**PROBLEM DESCRIPTION:** Please output every line of the material as it stands, without the pictures.

**RECORDS FOR THIS EXERCISE:**

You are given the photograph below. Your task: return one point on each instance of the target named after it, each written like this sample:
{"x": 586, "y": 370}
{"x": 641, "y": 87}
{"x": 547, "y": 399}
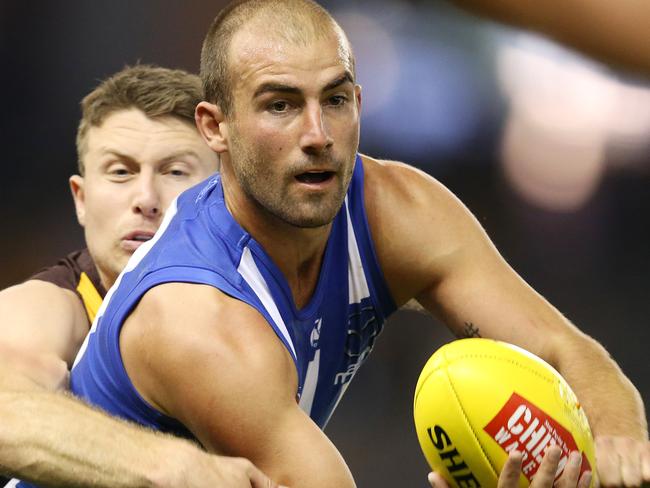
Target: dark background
{"x": 442, "y": 101}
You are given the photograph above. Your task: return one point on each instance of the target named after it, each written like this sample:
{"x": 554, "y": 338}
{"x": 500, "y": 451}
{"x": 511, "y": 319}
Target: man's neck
{"x": 297, "y": 252}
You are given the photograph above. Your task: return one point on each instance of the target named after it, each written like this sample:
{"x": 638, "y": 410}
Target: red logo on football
{"x": 522, "y": 426}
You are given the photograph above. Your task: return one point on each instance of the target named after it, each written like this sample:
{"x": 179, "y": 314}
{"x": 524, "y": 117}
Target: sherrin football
{"x": 478, "y": 399}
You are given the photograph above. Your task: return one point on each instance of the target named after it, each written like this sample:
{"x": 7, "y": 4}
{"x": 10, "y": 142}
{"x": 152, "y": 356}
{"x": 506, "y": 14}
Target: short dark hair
{"x": 295, "y": 20}
{"x": 154, "y": 90}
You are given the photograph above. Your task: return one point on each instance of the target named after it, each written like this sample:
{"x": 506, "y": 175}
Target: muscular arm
{"x": 444, "y": 258}
{"x": 616, "y": 32}
{"x": 214, "y": 363}
{"x": 55, "y": 440}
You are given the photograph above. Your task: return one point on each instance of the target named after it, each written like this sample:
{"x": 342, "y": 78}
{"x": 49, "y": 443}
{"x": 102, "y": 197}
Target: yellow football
{"x": 478, "y": 399}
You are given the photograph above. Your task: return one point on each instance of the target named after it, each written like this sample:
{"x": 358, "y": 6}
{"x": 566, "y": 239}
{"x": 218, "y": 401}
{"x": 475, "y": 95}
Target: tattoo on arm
{"x": 469, "y": 330}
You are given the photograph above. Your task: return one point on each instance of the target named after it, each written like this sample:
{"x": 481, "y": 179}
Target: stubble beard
{"x": 268, "y": 193}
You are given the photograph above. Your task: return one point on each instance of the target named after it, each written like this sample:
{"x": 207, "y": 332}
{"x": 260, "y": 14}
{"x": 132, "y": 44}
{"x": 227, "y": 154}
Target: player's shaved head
{"x": 298, "y": 22}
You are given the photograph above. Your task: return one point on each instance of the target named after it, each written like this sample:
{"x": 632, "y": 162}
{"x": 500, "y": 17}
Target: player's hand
{"x": 622, "y": 461}
{"x": 544, "y": 478}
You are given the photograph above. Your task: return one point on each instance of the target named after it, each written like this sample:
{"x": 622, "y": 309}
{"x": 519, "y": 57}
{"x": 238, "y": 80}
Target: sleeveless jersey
{"x": 200, "y": 242}
{"x": 77, "y": 272}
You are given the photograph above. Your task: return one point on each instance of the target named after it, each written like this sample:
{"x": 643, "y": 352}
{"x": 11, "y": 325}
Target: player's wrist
{"x": 174, "y": 460}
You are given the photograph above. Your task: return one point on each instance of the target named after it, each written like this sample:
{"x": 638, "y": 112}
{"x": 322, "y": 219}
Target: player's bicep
{"x": 218, "y": 367}
{"x": 43, "y": 318}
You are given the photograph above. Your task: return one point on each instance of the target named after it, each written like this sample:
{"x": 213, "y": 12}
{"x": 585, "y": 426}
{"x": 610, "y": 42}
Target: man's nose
{"x": 146, "y": 200}
{"x": 315, "y": 137}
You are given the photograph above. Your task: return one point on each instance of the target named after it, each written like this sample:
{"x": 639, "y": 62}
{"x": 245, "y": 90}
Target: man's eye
{"x": 279, "y": 106}
{"x": 338, "y": 100}
{"x": 118, "y": 172}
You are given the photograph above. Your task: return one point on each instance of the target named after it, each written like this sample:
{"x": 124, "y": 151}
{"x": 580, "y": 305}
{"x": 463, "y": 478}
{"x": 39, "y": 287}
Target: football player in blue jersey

**RESULT FOR THIS EXERCISE:**
You are given the photograph below. Your task: return one point on each instance of the target named after it, each written like this sample:
{"x": 586, "y": 370}
{"x": 641, "y": 87}
{"x": 547, "y": 399}
Target: dark background
{"x": 442, "y": 101}
You are given the photograph above. Your task: return one point on each instance of the target named after it, each written like this sample:
{"x": 554, "y": 338}
{"x": 500, "y": 451}
{"x": 511, "y": 319}
Target: man's neck
{"x": 297, "y": 252}
You are given the photograph above. Your task: return one point on each instance of the target named after it, each written like this sample:
{"x": 638, "y": 410}
Target: red logo on football
{"x": 522, "y": 426}
You are given the photograph above. Your task: return one point on each instance of the target named after it, each written like this sample:
{"x": 179, "y": 314}
{"x": 524, "y": 117}
Target: sherrin football
{"x": 478, "y": 399}
You are given the photograph above. Your task: return one point on each instance of the target named after it, each written like this sample:
{"x": 7, "y": 4}
{"x": 10, "y": 142}
{"x": 152, "y": 356}
{"x": 506, "y": 14}
Target: short dark hair
{"x": 295, "y": 20}
{"x": 154, "y": 90}
You are given the photograph above. Your task: return one point on each instance of the target named after it, each written like this sample:
{"x": 506, "y": 175}
Target: muscular arm
{"x": 444, "y": 258}
{"x": 616, "y": 32}
{"x": 214, "y": 363}
{"x": 55, "y": 440}
You are given the photograph above. Your task: return one point on each instance of the target named after it, each written like this sample:
{"x": 342, "y": 78}
{"x": 49, "y": 443}
{"x": 102, "y": 197}
Target: yellow football
{"x": 478, "y": 399}
You are given the photograph above. Your task: return one point on each instance of the target named after it, each written like this sample:
{"x": 358, "y": 6}
{"x": 566, "y": 239}
{"x": 218, "y": 401}
{"x": 475, "y": 95}
Target: tattoo on arm
{"x": 469, "y": 330}
You are given the photograph above. Your task: return one point on each instance of the target named after it, each written like this sample:
{"x": 481, "y": 179}
Target: stubble beard
{"x": 268, "y": 193}
You are given the photograph above. Your task: return one point on each instance of the target named after it, each written like this sample:
{"x": 207, "y": 332}
{"x": 260, "y": 14}
{"x": 132, "y": 44}
{"x": 227, "y": 154}
Target: player's shaved head
{"x": 298, "y": 22}
You are given the photograph above. Your task: return one point on each instance of the target named after it, each written like this sample:
{"x": 632, "y": 162}
{"x": 500, "y": 17}
Target: player's hand
{"x": 622, "y": 461}
{"x": 544, "y": 478}
You are given the photograph above. Your task: return one point on each instance of the target named after it, each written like this sample:
{"x": 622, "y": 309}
{"x": 519, "y": 57}
{"x": 238, "y": 80}
Target: sleeveless jersey
{"x": 200, "y": 242}
{"x": 77, "y": 272}
You are given the photograph above. Your task: return one point on each instance of the target named after it, each written like this sample:
{"x": 643, "y": 352}
{"x": 11, "y": 325}
Target: player's wrist
{"x": 174, "y": 460}
You are given the photograph above. Your task: return one point on each instance of the target named after it, each written like this sample:
{"x": 638, "y": 112}
{"x": 322, "y": 219}
Target: player's bicep
{"x": 218, "y": 367}
{"x": 43, "y": 318}
You are given the photograph above. Your task: return one point on each instance of the target named after it, each written like this sample:
{"x": 213, "y": 12}
{"x": 585, "y": 426}
{"x": 610, "y": 42}
Target: man's nose
{"x": 146, "y": 200}
{"x": 315, "y": 137}
You are given the photograph above. Your task: return one point on each instance of the target named after it, each written like this sample:
{"x": 639, "y": 62}
{"x": 245, "y": 90}
Target: man's eye
{"x": 279, "y": 106}
{"x": 338, "y": 100}
{"x": 118, "y": 172}
You are given the photograph above. Your task: return one point on each instance of the target named after it, each written like this sample:
{"x": 124, "y": 151}
{"x": 580, "y": 305}
{"x": 463, "y": 478}
{"x": 39, "y": 287}
Target: football player in blue jersey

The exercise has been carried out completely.